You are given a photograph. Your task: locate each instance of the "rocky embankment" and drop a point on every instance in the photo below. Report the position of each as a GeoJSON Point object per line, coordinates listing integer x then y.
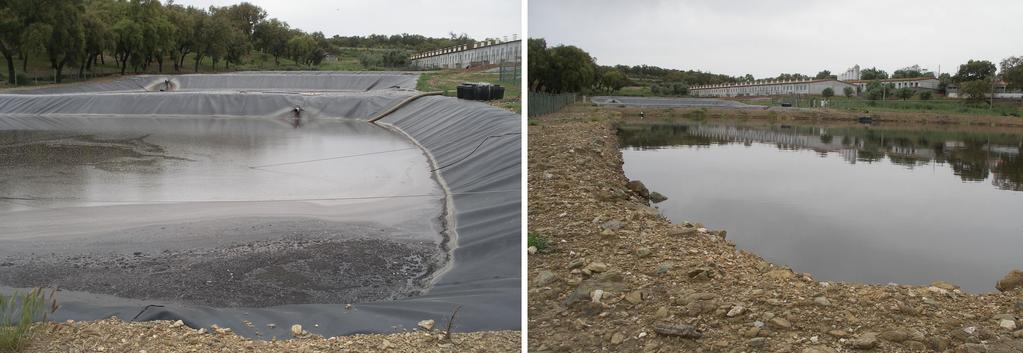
{"type": "Point", "coordinates": [116, 336]}
{"type": "Point", "coordinates": [619, 277]}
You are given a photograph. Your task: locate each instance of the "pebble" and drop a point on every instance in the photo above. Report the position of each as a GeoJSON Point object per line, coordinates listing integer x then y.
{"type": "Point", "coordinates": [865, 341]}
{"type": "Point", "coordinates": [662, 312]}
{"type": "Point", "coordinates": [634, 297]}
{"type": "Point", "coordinates": [680, 329]}
{"type": "Point", "coordinates": [839, 334]}
{"type": "Point", "coordinates": [617, 339]}
{"type": "Point", "coordinates": [1007, 324]}
{"type": "Point", "coordinates": [780, 322]}
{"type": "Point", "coordinates": [596, 267]}
{"type": "Point", "coordinates": [544, 278]}
{"type": "Point", "coordinates": [576, 263]}
{"type": "Point", "coordinates": [782, 273]}
{"type": "Point", "coordinates": [944, 285]}
{"type": "Point", "coordinates": [1012, 280]}
{"type": "Point", "coordinates": [664, 267]}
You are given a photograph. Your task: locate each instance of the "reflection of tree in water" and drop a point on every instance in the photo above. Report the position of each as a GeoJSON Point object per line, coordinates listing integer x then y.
{"type": "Point", "coordinates": [906, 161]}
{"type": "Point", "coordinates": [970, 161]}
{"type": "Point", "coordinates": [652, 136]}
{"type": "Point", "coordinates": [1009, 173]}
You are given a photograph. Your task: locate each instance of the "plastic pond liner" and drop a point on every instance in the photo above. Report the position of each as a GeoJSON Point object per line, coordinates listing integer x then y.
{"type": "Point", "coordinates": [257, 201]}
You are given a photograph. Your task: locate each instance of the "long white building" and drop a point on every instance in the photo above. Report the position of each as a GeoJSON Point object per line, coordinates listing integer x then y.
{"type": "Point", "coordinates": [461, 56]}
{"type": "Point", "coordinates": [769, 87]}
{"type": "Point", "coordinates": [915, 83]}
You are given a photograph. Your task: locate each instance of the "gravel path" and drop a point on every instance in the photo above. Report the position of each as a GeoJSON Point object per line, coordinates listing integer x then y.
{"type": "Point", "coordinates": [620, 277]}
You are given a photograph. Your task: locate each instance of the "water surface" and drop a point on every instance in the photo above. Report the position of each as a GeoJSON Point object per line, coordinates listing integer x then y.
{"type": "Point", "coordinates": [850, 204]}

------------------------------------------------------------------------

§ ASSIGNMENT: Omit the pictures. Output every record above word for word.

§ THE COMPLETED TASK:
You are given a photograph. Your task: locate each instance of the "rocky embankment" and drop a point on every instance in the photo below. Report the position of each as a GeoJSON Point object per line, coordinates listing integer x then y.
{"type": "Point", "coordinates": [116, 336]}
{"type": "Point", "coordinates": [619, 277]}
You are given a photograph. Your task: locate each instance of the "pebble" and drop a point on every instance in the photo above. Report the position of each as a GeoJSON Point object per line, coordinates listing integer x then y.
{"type": "Point", "coordinates": [865, 341]}
{"type": "Point", "coordinates": [662, 312]}
{"type": "Point", "coordinates": [634, 297]}
{"type": "Point", "coordinates": [680, 329]}
{"type": "Point", "coordinates": [839, 334]}
{"type": "Point", "coordinates": [617, 339]}
{"type": "Point", "coordinates": [1007, 324]}
{"type": "Point", "coordinates": [780, 322]}
{"type": "Point", "coordinates": [596, 267]}
{"type": "Point", "coordinates": [544, 278]}
{"type": "Point", "coordinates": [576, 263]}
{"type": "Point", "coordinates": [782, 273]}
{"type": "Point", "coordinates": [944, 285]}
{"type": "Point", "coordinates": [1012, 280]}
{"type": "Point", "coordinates": [664, 267]}
You are given a photograph. Your task: locate each instance of the "reflection of tree in water" and drop a point on every instance in the photo above. Report the position of each as a GeoJSON Point object per line, coordinates listing integer x then y.
{"type": "Point", "coordinates": [906, 161]}
{"type": "Point", "coordinates": [970, 161]}
{"type": "Point", "coordinates": [652, 136]}
{"type": "Point", "coordinates": [1009, 173]}
You are given a photograph. Your task: locate each instance of the "plastic pond liner" and drop a point on every instance in the photo above. Report the position of each as a GeoJSON Point object per line, coordinates listing integer x then y.
{"type": "Point", "coordinates": [257, 201]}
You are given a photograph. Your task: locate each instance of the "long white building" and drop a point on every instance in the photo above. Report the position of each as a GeoJSON Point object per line, coordinates listing integer x then y.
{"type": "Point", "coordinates": [461, 56]}
{"type": "Point", "coordinates": [769, 87]}
{"type": "Point", "coordinates": [915, 83]}
You are given a photograph. Your task: locate each instance of the "gravel path" and drop a point on every instance in the photo above. Report the position of each as a GeoJSON Point object per line, coordinates listing integer x then y.
{"type": "Point", "coordinates": [620, 277]}
You are given a photograph. Your task: locate each instance of the "water surface" and drop a point on every instance in the photo above. Report the position of each as a GeoJSON Point object per line, coordinates listing integer x then y.
{"type": "Point", "coordinates": [850, 204]}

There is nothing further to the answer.